=== Assignment ===
Write out all of the data again, exactly as it reads.

=== Source records ===
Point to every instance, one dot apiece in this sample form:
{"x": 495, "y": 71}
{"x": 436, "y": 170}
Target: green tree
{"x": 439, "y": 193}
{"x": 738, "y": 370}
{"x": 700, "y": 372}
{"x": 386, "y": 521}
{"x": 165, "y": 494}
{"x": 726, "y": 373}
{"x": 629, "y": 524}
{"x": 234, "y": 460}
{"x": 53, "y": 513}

=== Task answer ===
Point to every instance, one dot apiece in this sample form:
{"x": 495, "y": 71}
{"x": 436, "y": 170}
Target: green tree
{"x": 439, "y": 193}
{"x": 738, "y": 370}
{"x": 700, "y": 372}
{"x": 386, "y": 521}
{"x": 165, "y": 494}
{"x": 726, "y": 373}
{"x": 629, "y": 524}
{"x": 234, "y": 460}
{"x": 53, "y": 513}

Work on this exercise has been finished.